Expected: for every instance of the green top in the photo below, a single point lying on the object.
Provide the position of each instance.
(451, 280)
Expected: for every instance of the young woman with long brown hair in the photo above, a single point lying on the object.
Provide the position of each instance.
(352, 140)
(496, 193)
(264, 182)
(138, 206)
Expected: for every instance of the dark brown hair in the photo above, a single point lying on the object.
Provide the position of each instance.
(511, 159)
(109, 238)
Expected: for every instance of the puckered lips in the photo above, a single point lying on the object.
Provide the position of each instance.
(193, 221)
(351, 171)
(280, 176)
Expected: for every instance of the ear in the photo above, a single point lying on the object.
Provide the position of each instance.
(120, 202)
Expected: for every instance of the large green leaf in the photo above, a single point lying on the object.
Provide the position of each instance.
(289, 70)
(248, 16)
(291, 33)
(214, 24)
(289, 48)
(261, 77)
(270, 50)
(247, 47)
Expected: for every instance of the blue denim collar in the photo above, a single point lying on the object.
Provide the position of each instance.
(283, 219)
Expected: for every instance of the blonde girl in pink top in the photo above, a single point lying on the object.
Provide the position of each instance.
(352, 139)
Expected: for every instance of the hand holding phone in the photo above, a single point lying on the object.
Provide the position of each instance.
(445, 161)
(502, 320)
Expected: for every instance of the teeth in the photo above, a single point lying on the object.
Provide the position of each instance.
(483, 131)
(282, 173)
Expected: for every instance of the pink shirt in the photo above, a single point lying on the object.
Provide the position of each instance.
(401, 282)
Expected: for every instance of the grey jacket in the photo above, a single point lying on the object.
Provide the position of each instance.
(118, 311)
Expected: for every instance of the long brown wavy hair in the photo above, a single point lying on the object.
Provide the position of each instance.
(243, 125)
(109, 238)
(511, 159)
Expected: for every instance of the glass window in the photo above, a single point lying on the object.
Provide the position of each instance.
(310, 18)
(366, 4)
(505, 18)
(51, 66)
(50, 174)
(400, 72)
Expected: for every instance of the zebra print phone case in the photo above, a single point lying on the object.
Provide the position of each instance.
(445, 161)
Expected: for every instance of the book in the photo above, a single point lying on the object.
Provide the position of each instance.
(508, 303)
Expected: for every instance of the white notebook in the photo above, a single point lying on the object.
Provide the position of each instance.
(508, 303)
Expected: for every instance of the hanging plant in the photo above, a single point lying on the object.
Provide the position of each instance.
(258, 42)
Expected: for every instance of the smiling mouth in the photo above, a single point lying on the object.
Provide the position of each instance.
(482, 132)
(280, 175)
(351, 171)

▬▬▬▬▬▬

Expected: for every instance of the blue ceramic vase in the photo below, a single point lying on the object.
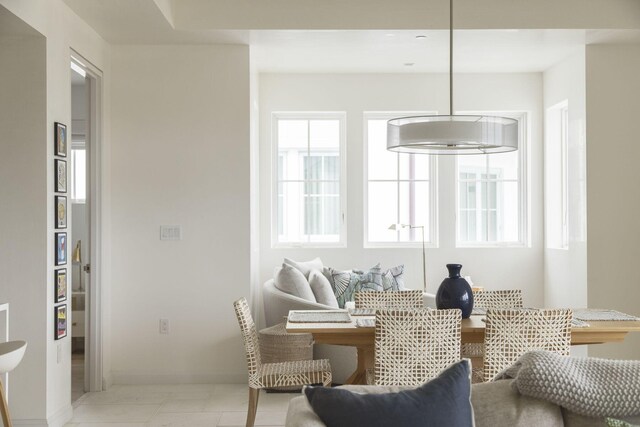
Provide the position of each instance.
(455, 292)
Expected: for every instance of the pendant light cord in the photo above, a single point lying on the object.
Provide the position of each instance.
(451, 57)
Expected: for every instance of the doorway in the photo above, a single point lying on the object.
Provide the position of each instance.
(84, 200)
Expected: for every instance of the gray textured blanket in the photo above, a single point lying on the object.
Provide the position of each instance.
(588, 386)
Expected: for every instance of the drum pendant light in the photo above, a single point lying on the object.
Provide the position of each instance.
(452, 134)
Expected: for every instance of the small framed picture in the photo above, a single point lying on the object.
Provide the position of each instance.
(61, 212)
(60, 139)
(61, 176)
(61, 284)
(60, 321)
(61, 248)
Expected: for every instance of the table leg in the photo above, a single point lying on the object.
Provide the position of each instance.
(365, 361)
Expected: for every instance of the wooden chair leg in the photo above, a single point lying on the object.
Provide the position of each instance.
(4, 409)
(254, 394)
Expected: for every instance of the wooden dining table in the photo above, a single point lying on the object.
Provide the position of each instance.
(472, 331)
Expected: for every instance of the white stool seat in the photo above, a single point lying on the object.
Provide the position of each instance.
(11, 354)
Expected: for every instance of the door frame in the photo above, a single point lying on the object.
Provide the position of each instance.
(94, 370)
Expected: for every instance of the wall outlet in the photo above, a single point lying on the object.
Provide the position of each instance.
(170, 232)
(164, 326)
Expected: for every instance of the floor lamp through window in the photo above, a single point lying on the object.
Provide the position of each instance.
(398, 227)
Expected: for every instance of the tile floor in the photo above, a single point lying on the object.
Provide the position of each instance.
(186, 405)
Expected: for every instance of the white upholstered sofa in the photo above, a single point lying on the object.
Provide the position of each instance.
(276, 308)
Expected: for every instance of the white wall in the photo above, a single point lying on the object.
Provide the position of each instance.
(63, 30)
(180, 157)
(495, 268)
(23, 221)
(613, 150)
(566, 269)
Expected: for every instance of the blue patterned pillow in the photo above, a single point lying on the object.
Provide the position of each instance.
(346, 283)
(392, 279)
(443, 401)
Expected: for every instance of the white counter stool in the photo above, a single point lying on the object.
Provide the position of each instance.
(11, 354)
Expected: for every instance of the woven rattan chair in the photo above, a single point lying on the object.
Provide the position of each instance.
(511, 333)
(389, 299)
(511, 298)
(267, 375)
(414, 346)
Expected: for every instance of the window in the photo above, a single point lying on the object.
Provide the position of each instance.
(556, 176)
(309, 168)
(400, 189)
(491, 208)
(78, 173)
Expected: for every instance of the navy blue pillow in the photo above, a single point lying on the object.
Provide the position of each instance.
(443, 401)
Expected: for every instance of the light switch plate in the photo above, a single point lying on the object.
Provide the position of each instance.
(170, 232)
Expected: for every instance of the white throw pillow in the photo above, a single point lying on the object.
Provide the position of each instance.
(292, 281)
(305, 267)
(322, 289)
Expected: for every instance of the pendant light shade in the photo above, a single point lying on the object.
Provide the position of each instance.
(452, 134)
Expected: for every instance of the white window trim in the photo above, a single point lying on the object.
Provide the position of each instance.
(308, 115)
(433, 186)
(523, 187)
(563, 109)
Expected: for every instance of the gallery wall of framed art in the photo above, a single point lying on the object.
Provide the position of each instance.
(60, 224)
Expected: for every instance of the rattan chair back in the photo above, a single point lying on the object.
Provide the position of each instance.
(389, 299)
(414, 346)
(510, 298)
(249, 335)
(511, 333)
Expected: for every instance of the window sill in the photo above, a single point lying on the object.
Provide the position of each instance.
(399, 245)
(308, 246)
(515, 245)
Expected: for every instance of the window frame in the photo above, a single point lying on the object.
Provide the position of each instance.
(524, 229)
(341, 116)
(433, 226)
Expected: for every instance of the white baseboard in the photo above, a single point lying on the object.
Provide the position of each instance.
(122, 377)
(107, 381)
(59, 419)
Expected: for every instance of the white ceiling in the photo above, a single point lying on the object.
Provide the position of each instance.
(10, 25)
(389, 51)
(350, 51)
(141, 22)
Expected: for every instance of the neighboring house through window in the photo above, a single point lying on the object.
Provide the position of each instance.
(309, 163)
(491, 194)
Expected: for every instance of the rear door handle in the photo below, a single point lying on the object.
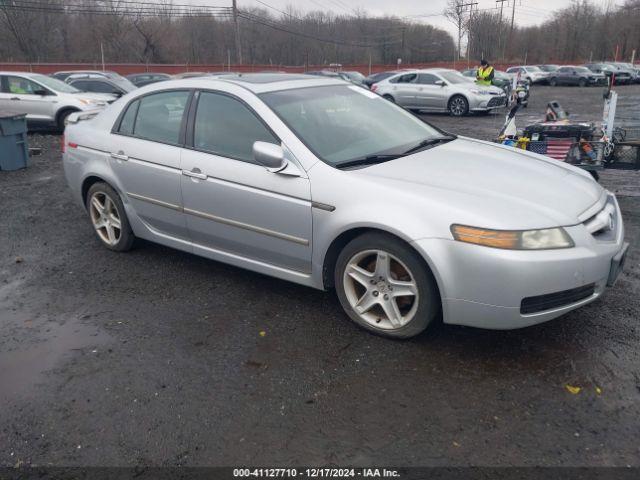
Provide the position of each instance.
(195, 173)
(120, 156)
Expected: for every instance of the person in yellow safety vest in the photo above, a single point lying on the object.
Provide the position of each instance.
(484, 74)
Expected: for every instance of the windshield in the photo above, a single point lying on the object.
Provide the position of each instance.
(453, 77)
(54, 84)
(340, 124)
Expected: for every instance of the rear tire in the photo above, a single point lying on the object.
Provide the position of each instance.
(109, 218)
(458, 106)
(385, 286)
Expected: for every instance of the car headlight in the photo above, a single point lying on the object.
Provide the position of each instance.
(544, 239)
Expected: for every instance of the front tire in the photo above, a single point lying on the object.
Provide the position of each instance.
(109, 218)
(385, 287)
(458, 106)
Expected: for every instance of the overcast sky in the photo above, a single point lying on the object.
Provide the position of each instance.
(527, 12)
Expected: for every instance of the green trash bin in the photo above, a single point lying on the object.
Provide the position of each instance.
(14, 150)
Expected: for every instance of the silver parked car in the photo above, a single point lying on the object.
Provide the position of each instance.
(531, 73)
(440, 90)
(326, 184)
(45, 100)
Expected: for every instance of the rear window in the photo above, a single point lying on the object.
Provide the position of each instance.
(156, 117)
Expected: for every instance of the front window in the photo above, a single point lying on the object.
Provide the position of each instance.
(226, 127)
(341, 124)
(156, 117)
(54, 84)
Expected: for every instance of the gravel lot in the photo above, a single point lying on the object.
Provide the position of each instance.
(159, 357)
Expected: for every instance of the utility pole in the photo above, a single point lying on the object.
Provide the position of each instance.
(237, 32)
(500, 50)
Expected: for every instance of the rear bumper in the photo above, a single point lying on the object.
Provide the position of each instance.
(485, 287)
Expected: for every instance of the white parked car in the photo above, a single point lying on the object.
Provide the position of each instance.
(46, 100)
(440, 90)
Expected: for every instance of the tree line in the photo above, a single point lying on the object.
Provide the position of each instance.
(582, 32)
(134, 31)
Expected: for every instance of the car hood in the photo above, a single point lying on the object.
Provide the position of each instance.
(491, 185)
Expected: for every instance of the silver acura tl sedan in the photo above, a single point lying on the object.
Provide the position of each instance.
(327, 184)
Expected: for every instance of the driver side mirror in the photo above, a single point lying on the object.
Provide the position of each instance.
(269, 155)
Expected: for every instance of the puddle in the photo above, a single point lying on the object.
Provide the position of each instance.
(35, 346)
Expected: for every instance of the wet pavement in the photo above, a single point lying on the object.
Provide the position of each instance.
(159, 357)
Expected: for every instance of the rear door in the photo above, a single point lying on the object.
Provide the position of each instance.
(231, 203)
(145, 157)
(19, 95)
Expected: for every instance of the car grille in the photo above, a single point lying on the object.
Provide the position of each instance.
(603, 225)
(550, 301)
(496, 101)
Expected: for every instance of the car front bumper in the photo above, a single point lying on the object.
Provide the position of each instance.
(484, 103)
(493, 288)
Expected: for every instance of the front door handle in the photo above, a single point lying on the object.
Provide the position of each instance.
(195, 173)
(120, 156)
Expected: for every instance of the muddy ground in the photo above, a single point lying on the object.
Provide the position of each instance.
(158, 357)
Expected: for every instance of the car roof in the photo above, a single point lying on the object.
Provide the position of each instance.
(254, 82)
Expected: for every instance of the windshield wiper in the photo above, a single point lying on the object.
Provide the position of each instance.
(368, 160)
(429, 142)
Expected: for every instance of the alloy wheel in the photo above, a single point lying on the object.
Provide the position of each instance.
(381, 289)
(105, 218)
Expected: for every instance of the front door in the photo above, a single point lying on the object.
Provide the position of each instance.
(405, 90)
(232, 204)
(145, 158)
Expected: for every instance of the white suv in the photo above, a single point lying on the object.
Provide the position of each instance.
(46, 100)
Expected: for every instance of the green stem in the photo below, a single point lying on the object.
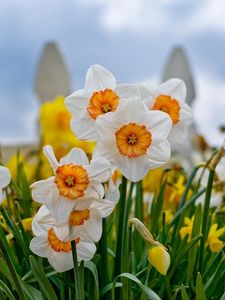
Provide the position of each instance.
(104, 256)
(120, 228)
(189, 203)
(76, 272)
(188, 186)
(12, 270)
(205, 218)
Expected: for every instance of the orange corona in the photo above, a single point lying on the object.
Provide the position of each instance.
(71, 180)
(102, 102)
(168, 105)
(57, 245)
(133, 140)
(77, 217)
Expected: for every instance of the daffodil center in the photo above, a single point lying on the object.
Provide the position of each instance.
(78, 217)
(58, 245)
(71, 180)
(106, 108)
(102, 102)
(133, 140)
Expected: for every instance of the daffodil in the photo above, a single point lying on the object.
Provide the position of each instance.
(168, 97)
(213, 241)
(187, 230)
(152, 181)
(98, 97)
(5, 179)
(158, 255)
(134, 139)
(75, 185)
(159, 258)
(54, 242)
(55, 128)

▬▬▬▬▬▬

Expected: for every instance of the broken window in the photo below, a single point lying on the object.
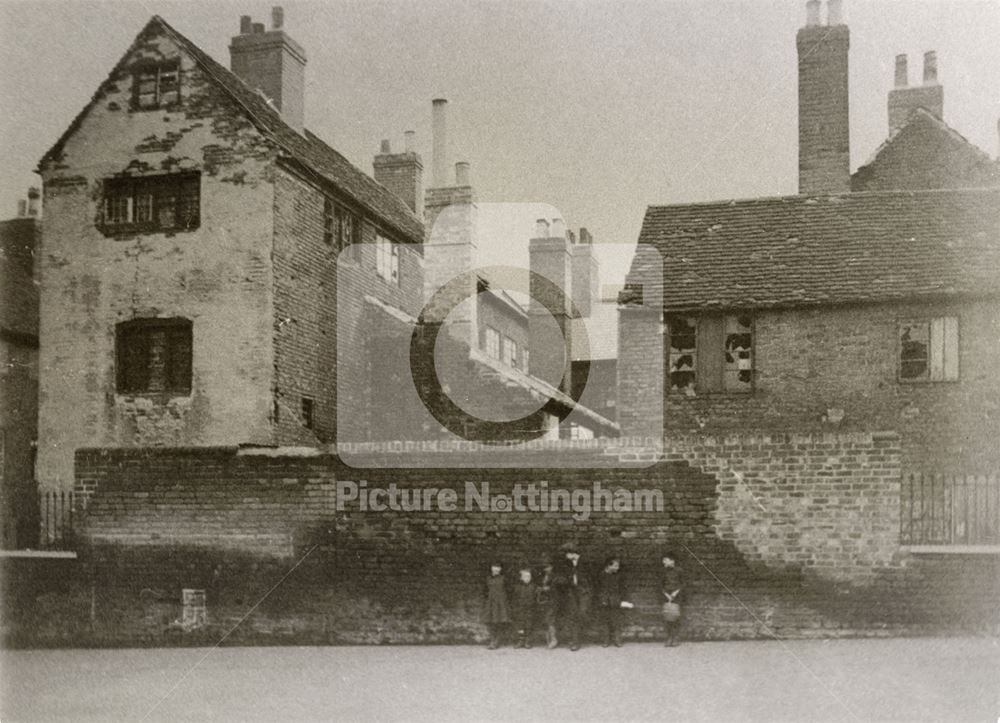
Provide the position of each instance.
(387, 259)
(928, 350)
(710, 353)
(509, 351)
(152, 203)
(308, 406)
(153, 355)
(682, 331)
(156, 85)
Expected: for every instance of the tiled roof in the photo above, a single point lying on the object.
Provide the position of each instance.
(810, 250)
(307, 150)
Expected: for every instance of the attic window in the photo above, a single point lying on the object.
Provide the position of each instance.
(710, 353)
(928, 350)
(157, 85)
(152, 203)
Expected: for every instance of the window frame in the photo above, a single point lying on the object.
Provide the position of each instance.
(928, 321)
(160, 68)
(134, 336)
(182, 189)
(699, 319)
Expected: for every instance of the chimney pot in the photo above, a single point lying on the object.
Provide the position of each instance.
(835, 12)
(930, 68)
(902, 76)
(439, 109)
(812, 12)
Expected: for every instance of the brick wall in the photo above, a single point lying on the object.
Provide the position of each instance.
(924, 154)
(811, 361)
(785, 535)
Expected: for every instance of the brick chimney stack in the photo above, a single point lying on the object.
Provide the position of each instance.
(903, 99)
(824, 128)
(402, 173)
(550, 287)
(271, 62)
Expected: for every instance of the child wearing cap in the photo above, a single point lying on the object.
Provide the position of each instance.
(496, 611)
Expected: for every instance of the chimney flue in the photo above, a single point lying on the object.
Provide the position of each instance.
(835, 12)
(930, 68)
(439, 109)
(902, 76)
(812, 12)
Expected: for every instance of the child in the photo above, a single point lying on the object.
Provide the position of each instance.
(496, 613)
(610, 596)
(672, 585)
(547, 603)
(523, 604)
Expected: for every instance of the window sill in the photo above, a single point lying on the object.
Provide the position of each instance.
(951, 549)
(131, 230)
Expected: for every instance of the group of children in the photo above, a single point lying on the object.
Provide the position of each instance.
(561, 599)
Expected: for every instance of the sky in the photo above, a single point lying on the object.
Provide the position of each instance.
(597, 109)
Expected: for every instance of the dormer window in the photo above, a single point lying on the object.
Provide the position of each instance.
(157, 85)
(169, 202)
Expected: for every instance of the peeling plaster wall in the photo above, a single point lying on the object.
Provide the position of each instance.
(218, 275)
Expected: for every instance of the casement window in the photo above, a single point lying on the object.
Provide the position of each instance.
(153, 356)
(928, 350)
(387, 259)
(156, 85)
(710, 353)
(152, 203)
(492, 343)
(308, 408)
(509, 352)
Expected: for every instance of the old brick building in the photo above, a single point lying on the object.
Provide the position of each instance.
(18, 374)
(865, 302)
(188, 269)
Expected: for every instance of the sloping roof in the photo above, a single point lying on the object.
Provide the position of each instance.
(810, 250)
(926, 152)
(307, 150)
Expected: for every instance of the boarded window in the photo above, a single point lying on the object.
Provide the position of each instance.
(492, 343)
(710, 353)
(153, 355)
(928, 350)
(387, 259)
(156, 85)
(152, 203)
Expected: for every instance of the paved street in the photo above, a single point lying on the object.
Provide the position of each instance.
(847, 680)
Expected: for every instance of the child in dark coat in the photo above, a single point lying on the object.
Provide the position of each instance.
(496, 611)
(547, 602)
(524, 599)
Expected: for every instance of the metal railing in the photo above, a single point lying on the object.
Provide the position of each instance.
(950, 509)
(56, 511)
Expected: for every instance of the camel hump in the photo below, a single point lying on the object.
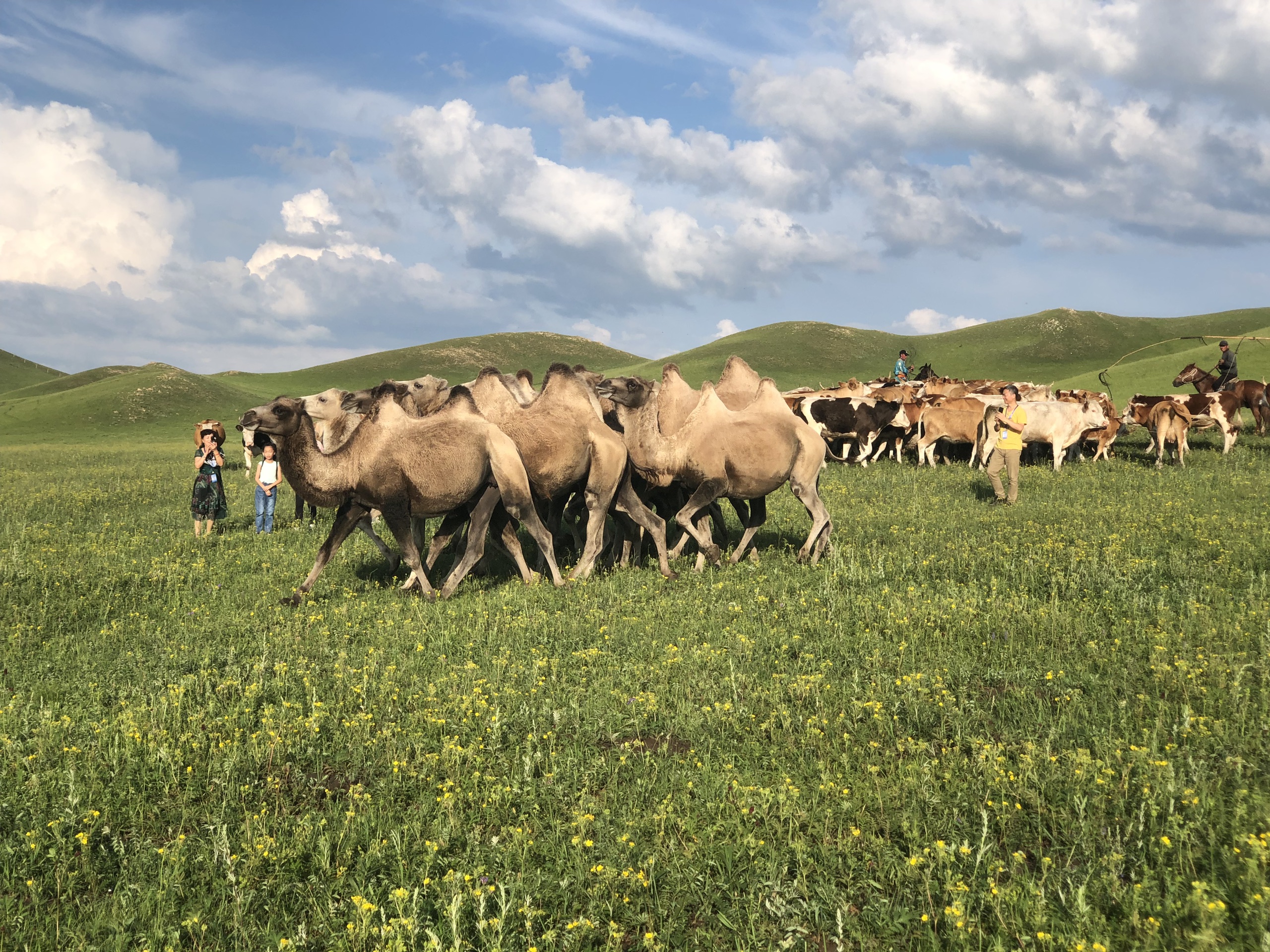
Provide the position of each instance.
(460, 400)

▬▬▬▬▬▬

* Exercise
Please identify every line of the data containing the word "green" and copy each of those lines in full. Treat the match as case-sensitive.

* Solution for this problem
Expected: for every instance of the green top in the photo below, a single point lying on the object.
Expected: for every instance of the large green leaf in the photo above, a single point lying on the object.
Expected: for every instance of the green trash bin in the photo above, a single point lying on the object.
Expected: for every instance of the green stem in the photo below, a single point lying on the object.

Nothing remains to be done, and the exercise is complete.